--- START ---
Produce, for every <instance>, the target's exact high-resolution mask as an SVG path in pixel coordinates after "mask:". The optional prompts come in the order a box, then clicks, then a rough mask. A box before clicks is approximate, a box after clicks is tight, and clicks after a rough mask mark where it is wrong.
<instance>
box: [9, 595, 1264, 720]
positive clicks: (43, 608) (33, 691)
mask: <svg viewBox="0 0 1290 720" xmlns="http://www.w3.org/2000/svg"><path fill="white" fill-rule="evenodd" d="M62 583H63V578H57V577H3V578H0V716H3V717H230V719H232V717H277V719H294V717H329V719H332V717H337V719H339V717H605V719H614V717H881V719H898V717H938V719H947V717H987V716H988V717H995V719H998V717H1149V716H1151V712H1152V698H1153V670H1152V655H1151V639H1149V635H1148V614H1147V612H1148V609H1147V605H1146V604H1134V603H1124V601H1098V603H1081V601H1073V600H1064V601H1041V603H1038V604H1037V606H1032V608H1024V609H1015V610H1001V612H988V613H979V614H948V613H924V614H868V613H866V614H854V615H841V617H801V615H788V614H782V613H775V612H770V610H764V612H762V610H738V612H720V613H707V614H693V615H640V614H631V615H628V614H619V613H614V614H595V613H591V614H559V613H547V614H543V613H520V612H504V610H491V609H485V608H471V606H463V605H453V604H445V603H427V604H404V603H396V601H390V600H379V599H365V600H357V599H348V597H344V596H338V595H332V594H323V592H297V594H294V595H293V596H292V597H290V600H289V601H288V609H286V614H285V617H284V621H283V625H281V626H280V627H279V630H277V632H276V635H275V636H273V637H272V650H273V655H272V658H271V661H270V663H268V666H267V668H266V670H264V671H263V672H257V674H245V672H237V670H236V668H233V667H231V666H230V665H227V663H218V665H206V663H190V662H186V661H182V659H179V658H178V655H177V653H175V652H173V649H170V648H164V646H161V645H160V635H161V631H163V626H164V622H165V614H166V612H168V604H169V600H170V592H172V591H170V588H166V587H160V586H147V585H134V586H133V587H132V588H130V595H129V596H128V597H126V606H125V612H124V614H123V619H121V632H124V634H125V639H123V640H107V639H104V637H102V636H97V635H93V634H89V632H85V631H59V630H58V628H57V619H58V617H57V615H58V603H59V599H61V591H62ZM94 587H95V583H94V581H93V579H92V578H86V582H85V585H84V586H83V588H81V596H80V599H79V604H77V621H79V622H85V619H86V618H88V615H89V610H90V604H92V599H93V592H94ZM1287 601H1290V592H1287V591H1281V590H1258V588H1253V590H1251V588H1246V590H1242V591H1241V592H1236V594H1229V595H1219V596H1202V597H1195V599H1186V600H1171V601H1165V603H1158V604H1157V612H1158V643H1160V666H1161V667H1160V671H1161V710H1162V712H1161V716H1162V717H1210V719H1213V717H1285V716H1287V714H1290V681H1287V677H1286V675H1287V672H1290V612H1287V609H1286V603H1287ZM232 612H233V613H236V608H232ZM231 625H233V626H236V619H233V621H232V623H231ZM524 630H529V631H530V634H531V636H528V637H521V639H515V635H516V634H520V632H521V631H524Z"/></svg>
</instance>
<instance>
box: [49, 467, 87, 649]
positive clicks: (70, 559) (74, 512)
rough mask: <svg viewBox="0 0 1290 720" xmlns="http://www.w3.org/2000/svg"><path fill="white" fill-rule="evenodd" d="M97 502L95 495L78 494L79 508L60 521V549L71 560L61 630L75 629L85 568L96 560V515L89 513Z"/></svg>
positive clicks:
--- END ---
## What to work on
Working through the records above, copy each line in which "instance" is found.

## The answer
Produce, for every <instance>, the target's exact high-resolution mask as an SVG path in pixel coordinates after "mask:". The optional prompts come in the order a box, then clicks, then a rough mask. A box before clicks is approximate, a box after clicks is tight, and clicks after a rough mask mark where it is wrong.
<instance>
</instance>
<instance>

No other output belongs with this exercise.